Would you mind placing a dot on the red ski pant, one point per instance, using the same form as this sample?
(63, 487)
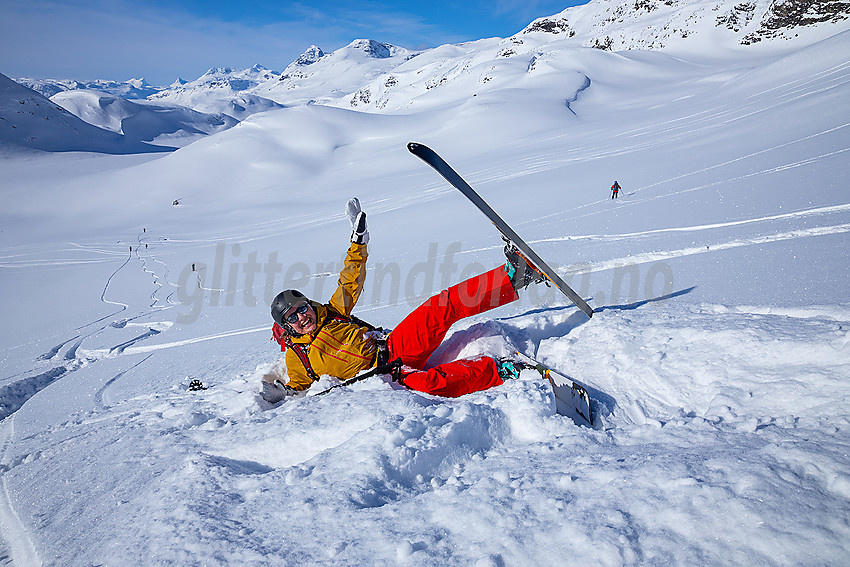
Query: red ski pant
(421, 332)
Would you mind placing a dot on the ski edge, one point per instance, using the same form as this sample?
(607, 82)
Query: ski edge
(431, 157)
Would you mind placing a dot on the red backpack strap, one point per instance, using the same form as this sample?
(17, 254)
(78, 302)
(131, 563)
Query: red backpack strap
(301, 352)
(277, 336)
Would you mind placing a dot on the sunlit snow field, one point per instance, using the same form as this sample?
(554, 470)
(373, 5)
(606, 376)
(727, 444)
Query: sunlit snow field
(718, 357)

• _What the task requires_
Rewrite every entry above, replacing "placing a dot" with "putting a marker" wherever it occurs and leaving all other text unchanged. Omit the pictures from your answer.

• _Solution to this exercise_
Would you mind putting a marker on the red ski pant, one point per instance, using the same form as this sample?
(63, 487)
Query: red ski pant
(421, 332)
Would you mind putting a marker on the ski edge, one point per instance, using the same form as this sample?
(607, 82)
Query: ski edge
(431, 157)
Would you mind putting a marker on the red backpack strap, one point per instance, using the same form as this sample?
(17, 254)
(78, 302)
(131, 563)
Query: red backpack strap
(301, 352)
(277, 336)
Would you mind putting a marker on the sunlit snow field, one point per instance, using the same form as this sample?
(554, 470)
(373, 5)
(606, 376)
(727, 444)
Query: sunlit snow field
(718, 357)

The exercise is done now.